PROBLEM DESCRIPTION: Please filter the data below and copy out, in full, only the lines that contain the word "every".

DATA ENTRIES:
* * *
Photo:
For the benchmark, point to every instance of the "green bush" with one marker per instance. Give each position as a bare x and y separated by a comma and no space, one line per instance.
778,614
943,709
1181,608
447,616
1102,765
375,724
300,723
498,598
* * *
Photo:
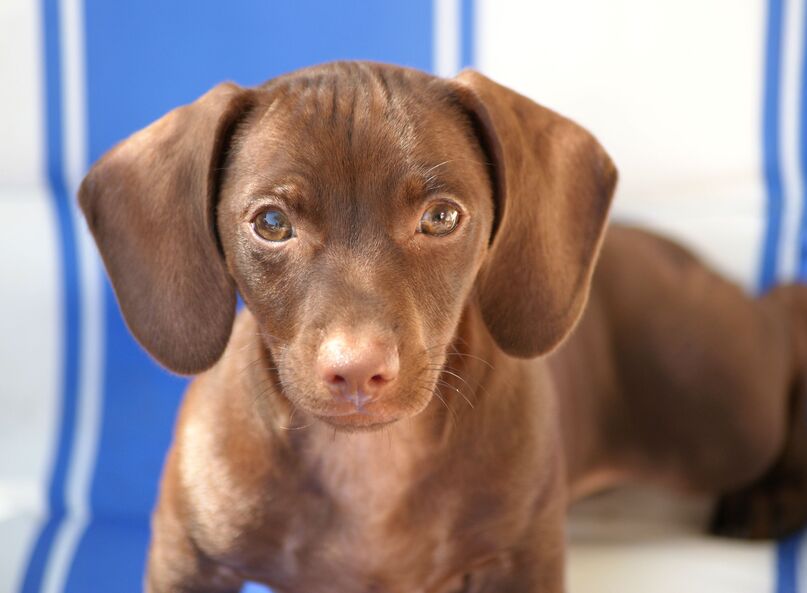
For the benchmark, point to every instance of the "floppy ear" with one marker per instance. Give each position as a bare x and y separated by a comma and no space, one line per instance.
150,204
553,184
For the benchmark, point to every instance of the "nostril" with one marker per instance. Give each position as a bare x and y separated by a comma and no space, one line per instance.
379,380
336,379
* * *
EXERCISE RESPONSE:
For the benchmark, point to every instance of the "green bush" with one marker per instance. Give each position as a bare x and y separated by a comma and no space, one line per instance.
For the benchmark, point to every instance of the "floppy ear" with one marker per instance. Give each position as a bare x and y separated by a comma and no space, one line per instance.
For the benchmark, point to every instance of the "nostril" with one marker per instance. Give each position as a bare x and y separated by a comma and no space, one line per instance.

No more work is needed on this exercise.